What the task requires: Please locate each line in the items below that contains the word "hair", and copy every such line in full.

——————————

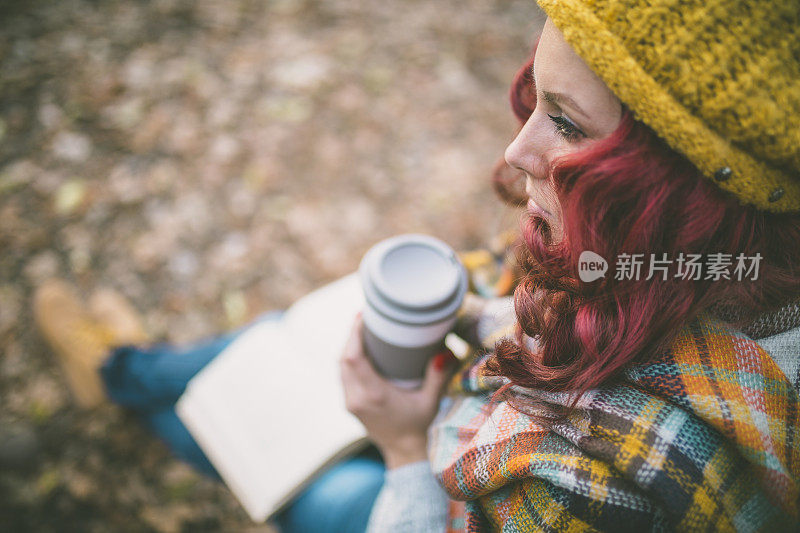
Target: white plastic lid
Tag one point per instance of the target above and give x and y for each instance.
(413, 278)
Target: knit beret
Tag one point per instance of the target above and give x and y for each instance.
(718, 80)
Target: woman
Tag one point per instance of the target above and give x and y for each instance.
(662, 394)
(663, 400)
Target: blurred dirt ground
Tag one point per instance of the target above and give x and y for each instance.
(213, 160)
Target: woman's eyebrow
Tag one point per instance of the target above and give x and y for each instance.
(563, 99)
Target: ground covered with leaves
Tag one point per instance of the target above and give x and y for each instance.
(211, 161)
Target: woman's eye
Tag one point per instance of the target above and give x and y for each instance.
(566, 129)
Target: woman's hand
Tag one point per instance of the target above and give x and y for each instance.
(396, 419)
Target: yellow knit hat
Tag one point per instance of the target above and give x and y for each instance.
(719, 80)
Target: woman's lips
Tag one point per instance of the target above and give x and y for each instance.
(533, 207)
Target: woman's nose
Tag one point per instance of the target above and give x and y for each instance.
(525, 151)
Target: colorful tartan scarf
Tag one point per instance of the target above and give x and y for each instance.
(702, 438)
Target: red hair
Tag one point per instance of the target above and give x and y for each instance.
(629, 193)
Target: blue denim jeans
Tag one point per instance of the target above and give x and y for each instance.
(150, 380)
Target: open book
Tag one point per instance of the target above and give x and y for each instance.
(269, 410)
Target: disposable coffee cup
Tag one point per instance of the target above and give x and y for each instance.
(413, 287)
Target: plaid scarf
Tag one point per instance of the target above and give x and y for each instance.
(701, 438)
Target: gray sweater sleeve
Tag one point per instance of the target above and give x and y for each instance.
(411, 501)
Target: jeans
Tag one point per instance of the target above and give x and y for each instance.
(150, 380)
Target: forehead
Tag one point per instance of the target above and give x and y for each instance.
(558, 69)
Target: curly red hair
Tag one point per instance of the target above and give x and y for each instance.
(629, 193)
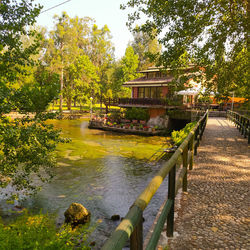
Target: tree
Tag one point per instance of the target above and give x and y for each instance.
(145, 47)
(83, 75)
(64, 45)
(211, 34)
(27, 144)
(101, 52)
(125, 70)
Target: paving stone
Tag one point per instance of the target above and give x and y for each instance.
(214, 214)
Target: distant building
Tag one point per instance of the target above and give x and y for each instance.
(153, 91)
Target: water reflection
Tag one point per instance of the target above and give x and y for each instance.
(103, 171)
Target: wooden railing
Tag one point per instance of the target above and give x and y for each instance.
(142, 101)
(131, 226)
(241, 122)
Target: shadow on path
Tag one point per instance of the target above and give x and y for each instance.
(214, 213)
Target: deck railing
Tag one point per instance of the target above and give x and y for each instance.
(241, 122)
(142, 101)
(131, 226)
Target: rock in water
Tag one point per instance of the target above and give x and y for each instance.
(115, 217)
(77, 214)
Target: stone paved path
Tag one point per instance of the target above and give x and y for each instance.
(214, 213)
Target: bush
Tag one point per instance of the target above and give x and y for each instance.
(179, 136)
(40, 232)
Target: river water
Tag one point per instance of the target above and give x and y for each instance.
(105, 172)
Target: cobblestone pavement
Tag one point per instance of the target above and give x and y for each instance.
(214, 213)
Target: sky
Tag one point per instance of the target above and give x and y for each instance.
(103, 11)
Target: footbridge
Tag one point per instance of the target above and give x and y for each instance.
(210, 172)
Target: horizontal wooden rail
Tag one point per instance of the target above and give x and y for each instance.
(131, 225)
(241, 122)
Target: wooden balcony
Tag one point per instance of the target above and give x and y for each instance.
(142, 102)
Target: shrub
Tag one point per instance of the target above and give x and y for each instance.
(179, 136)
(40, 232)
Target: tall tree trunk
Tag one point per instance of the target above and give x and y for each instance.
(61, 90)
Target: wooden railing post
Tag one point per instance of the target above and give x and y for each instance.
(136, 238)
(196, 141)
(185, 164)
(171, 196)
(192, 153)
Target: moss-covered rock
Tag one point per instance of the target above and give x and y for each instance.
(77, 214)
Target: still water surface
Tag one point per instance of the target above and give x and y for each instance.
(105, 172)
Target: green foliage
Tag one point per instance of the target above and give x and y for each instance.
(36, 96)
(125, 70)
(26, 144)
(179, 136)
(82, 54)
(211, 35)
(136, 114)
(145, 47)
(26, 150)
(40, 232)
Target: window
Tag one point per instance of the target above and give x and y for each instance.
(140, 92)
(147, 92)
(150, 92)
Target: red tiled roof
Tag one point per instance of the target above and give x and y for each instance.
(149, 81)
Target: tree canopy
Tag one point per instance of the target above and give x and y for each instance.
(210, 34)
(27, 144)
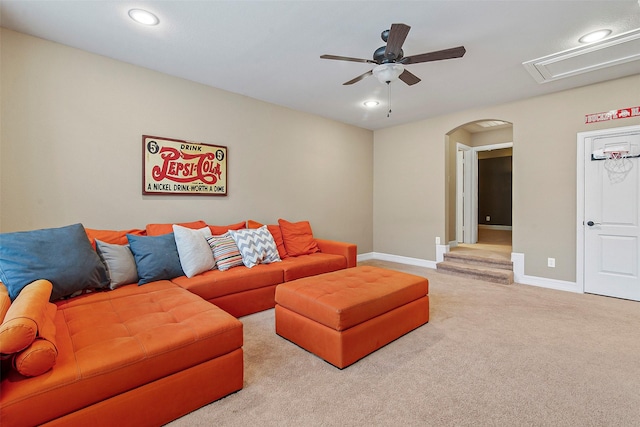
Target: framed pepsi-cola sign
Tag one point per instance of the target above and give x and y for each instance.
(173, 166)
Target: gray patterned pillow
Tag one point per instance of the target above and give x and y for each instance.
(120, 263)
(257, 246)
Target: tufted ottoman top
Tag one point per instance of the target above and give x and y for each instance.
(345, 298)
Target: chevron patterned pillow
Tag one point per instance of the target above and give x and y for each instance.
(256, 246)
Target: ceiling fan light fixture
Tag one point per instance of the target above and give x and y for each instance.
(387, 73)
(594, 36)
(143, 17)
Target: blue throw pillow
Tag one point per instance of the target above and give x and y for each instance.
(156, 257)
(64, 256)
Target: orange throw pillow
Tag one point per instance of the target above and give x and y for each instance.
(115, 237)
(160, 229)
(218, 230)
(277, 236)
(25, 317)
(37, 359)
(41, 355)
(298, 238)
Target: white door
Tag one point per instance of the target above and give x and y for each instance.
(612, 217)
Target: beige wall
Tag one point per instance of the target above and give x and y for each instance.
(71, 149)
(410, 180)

——————————

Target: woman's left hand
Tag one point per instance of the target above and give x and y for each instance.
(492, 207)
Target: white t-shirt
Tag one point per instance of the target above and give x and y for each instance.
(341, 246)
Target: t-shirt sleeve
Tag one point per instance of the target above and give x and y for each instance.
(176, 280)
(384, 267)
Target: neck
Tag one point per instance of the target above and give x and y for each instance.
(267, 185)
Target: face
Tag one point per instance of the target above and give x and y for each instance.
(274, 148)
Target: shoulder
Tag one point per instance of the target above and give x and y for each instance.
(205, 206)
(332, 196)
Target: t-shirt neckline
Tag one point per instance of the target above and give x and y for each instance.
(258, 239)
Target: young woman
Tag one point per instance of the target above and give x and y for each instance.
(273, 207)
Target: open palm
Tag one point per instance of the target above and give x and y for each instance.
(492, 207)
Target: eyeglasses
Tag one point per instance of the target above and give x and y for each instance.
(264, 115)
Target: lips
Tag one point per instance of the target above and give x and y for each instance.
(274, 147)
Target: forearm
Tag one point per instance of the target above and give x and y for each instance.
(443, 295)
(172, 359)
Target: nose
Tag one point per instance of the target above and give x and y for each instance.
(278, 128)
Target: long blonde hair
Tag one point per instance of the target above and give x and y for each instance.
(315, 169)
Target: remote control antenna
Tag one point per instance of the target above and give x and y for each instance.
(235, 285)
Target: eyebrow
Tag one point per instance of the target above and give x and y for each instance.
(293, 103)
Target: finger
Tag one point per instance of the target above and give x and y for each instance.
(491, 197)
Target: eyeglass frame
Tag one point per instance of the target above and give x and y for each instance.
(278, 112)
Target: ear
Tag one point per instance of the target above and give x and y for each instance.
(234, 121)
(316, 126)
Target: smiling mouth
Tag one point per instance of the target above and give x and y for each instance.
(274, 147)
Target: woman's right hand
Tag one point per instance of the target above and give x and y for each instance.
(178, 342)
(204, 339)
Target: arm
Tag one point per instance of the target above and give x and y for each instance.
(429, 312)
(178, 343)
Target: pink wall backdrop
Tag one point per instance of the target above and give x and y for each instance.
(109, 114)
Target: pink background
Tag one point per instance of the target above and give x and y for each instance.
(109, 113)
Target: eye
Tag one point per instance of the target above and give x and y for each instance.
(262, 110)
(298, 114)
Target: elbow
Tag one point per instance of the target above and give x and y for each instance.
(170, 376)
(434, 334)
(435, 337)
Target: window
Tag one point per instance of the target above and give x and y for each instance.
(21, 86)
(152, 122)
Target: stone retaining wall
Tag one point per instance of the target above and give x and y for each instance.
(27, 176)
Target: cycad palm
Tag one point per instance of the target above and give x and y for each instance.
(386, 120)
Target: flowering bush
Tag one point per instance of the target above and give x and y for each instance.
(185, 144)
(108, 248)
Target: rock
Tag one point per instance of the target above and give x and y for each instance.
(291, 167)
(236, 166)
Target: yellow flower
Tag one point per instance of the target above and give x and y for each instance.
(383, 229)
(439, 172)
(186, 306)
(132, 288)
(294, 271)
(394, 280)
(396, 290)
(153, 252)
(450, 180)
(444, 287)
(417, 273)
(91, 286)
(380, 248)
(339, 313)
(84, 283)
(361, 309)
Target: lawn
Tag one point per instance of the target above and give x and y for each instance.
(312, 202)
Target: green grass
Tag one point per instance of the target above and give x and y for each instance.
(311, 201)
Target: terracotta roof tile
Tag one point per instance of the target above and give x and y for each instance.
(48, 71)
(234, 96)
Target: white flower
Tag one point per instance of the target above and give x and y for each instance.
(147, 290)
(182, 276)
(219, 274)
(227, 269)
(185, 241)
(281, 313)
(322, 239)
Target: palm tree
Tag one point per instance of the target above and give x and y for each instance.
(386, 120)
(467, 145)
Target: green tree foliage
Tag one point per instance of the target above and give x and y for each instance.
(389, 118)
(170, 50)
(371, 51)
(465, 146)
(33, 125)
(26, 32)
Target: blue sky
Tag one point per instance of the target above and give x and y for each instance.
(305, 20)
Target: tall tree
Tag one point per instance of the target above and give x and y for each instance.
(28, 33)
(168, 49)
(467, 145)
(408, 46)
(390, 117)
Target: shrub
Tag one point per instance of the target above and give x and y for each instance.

——————————

Final result:
Target: red hair
Target: curly red hair
Target: long blonde hair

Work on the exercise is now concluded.